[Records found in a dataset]
···

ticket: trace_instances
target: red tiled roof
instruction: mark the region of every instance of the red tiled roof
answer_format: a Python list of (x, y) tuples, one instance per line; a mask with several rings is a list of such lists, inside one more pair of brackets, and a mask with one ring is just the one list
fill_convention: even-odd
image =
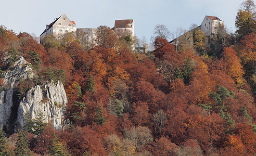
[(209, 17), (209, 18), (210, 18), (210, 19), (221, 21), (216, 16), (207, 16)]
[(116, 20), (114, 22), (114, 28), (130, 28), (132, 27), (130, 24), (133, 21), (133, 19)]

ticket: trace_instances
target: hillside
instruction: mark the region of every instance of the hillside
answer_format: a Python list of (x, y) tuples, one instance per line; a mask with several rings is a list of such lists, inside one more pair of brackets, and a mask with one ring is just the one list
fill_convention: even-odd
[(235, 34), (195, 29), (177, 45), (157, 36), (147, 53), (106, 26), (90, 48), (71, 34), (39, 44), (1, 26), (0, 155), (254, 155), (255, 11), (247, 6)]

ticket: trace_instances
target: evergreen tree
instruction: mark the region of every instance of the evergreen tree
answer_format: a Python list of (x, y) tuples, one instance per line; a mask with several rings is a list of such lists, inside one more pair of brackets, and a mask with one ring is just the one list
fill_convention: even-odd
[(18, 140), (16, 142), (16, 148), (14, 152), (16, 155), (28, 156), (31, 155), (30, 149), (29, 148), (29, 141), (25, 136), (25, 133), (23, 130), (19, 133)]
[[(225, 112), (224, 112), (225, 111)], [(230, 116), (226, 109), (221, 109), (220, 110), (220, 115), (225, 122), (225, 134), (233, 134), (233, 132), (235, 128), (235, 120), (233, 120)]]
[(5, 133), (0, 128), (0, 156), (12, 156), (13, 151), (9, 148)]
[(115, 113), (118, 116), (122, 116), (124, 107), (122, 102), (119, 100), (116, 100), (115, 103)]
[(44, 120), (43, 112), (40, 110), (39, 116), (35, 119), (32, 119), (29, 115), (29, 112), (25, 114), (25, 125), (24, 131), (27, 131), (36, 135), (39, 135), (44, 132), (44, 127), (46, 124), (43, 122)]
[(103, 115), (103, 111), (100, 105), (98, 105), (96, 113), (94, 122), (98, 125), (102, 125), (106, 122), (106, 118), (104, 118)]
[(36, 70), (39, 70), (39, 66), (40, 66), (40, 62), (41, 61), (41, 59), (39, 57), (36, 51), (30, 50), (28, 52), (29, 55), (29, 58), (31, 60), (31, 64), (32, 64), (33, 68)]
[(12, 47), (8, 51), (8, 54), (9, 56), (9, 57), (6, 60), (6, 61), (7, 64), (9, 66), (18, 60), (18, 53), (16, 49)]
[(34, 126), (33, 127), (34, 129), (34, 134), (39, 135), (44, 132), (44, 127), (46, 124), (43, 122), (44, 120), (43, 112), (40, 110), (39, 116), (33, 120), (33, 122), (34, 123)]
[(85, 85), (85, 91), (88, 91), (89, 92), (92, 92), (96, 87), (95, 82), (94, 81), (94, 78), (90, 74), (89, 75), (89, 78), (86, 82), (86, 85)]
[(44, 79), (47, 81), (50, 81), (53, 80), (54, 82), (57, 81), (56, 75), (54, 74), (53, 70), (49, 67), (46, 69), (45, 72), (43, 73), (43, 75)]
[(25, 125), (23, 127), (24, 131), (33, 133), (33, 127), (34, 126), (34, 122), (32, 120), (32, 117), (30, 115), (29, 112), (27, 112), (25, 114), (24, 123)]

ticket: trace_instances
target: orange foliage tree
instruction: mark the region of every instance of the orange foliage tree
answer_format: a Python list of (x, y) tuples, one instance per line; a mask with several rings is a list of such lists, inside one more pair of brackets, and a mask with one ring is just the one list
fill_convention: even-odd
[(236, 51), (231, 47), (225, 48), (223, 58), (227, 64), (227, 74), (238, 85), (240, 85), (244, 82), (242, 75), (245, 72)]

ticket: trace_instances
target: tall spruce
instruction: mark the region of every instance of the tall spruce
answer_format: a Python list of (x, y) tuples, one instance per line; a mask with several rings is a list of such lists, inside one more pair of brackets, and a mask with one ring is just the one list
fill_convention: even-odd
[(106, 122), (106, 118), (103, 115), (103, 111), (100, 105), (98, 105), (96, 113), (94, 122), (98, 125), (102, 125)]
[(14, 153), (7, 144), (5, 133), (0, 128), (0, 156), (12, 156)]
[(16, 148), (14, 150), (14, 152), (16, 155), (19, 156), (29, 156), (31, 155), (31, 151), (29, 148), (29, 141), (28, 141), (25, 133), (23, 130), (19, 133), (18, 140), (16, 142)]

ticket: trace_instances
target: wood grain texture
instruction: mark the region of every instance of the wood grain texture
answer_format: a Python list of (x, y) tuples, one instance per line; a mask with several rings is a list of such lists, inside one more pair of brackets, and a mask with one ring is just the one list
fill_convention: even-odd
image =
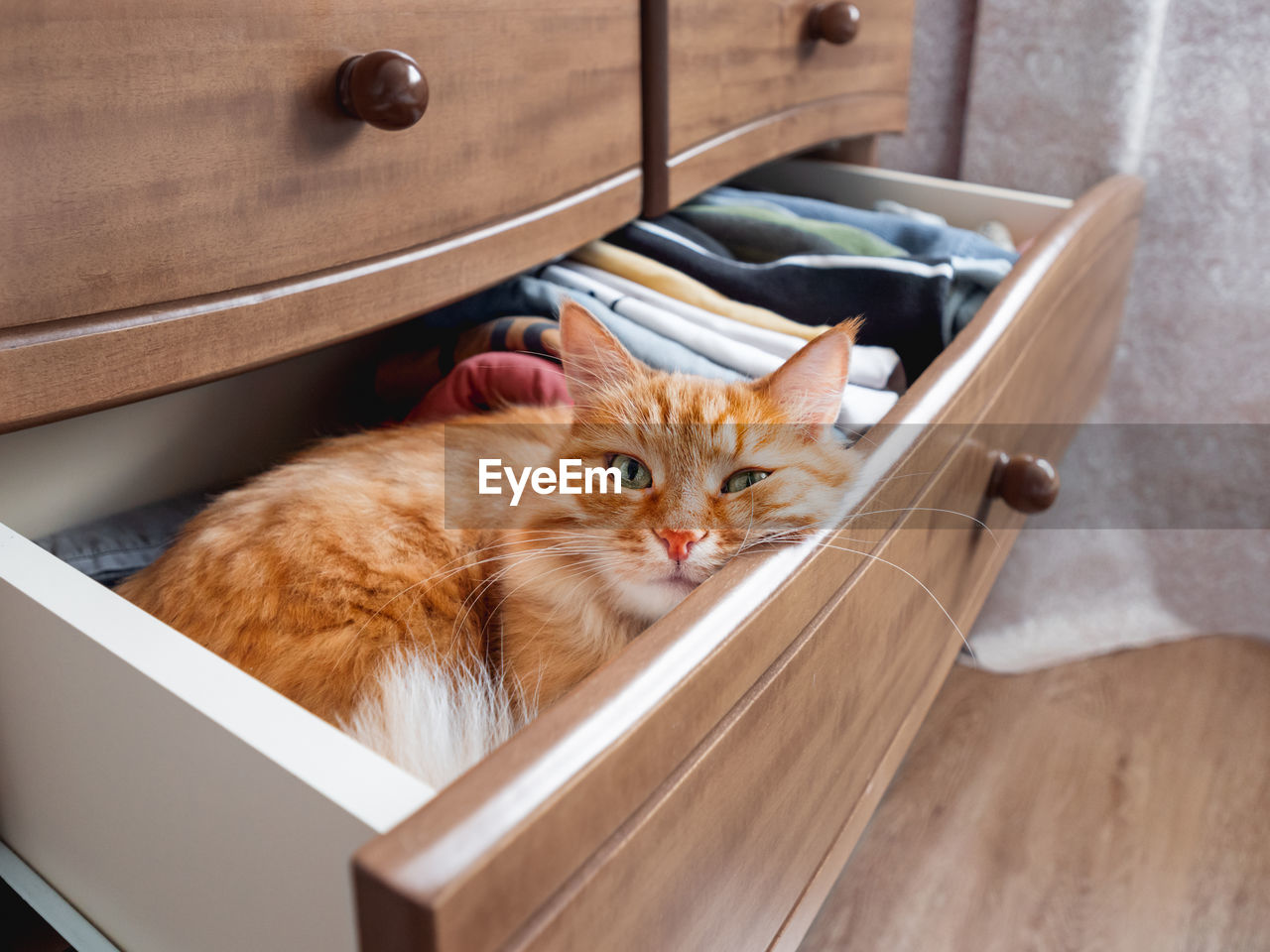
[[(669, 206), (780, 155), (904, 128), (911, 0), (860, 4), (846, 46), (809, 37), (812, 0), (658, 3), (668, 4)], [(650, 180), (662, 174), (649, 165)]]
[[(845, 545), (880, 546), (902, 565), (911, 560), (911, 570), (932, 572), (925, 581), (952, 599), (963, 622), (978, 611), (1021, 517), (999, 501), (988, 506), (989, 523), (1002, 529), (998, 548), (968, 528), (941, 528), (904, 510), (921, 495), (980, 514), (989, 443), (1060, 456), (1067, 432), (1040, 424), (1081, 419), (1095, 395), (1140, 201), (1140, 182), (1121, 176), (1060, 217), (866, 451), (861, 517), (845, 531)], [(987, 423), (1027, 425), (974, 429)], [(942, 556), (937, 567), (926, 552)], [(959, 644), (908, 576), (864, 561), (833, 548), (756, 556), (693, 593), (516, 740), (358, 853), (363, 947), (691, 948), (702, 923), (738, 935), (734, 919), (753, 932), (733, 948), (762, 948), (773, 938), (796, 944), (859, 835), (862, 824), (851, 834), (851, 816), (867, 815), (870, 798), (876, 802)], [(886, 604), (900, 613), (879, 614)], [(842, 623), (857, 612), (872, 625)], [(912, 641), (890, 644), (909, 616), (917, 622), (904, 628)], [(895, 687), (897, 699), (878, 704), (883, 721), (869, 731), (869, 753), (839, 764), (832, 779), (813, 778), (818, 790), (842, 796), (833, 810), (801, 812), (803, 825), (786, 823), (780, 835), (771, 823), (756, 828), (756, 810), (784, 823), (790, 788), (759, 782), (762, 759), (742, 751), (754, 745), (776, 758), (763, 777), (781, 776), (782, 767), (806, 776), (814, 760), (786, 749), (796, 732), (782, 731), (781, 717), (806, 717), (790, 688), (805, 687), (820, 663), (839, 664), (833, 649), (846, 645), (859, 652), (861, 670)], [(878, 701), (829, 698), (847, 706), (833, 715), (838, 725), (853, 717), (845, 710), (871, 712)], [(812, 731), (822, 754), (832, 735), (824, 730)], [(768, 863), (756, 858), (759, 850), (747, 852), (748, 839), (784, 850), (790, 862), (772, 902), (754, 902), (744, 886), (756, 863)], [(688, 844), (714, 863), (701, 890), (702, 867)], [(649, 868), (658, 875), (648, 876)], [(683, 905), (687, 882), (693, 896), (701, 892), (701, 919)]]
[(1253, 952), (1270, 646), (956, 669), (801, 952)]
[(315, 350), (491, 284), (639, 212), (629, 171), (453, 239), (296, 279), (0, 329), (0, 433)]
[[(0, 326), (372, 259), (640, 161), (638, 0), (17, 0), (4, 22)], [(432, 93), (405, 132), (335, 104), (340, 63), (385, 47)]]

···

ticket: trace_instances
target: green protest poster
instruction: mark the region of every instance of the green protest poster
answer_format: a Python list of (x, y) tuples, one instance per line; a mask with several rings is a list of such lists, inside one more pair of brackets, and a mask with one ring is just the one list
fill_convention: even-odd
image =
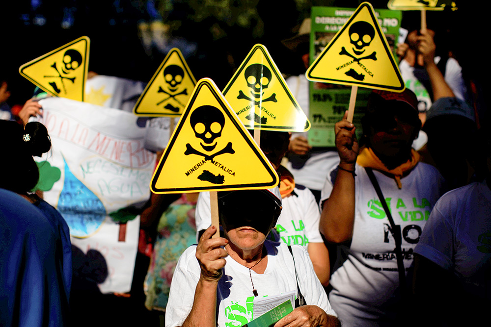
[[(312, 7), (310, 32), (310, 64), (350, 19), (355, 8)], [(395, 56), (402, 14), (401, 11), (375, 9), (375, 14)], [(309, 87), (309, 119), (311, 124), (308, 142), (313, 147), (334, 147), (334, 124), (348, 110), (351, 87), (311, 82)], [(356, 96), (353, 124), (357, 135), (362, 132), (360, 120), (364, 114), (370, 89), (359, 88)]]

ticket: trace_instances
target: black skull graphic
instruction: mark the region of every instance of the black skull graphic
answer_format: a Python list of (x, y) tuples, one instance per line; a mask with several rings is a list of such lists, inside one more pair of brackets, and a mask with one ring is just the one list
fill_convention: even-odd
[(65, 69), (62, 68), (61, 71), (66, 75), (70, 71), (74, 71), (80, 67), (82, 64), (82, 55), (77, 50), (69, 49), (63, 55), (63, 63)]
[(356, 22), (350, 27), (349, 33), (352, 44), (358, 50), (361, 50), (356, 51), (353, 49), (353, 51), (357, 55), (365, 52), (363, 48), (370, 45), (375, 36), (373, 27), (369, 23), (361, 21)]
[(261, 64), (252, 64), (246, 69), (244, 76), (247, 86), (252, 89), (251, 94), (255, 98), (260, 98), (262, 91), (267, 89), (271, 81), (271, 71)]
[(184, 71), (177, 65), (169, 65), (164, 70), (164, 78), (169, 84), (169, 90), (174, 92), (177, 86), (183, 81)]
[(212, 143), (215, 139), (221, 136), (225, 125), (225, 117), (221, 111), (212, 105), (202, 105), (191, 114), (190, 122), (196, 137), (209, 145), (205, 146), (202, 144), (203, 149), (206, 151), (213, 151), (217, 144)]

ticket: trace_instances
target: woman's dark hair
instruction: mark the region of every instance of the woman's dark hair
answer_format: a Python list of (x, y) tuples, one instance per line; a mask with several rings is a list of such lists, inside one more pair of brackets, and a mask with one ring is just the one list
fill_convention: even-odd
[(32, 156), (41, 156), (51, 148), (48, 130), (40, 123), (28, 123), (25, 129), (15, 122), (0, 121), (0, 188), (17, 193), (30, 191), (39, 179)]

···

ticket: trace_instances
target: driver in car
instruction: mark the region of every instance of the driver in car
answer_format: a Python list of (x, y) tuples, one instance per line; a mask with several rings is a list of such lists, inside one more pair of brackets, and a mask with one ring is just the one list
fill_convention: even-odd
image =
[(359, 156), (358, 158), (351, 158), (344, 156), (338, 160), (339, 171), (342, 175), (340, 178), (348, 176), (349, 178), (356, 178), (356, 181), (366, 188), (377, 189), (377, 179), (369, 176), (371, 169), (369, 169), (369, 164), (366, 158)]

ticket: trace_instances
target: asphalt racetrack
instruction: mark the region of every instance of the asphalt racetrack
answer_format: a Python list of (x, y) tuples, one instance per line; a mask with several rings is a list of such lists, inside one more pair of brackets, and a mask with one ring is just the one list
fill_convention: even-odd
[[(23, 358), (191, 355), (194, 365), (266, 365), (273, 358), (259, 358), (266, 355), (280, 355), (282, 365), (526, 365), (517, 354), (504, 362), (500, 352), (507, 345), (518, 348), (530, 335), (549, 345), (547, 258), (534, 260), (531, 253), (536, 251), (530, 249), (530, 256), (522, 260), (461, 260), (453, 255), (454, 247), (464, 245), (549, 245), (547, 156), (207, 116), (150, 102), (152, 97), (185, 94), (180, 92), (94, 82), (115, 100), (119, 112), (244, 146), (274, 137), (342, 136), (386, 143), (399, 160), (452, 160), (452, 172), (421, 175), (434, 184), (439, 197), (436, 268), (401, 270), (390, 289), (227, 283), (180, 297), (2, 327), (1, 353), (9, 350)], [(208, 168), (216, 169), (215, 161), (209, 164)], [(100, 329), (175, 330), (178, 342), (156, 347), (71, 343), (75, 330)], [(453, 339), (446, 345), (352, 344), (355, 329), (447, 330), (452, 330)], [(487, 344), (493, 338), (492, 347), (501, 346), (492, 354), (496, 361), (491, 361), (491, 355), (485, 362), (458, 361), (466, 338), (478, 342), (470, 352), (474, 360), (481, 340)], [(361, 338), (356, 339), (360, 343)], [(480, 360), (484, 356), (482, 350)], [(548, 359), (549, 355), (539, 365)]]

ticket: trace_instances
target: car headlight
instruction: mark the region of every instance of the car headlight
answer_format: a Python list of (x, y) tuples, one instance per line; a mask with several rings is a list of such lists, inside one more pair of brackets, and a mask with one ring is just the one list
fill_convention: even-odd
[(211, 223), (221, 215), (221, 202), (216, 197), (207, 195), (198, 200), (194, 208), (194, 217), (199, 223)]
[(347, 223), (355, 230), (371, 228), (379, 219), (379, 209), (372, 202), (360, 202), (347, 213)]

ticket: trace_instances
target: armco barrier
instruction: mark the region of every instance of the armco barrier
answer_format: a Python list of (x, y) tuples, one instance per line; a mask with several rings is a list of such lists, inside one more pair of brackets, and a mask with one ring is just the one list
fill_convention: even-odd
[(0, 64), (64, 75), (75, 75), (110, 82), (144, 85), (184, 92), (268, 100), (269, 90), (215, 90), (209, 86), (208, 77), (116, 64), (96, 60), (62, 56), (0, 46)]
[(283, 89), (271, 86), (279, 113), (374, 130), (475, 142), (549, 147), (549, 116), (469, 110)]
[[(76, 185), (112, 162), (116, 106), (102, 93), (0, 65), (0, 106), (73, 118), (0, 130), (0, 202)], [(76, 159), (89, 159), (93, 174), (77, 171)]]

···

EXERCISE TASK - Extract each line of the data above that includes the string "skull", matching case exactly.

WORKED SOLUTION -
target: black skull graphic
instruction: mark the region of every instance of the black skull graphic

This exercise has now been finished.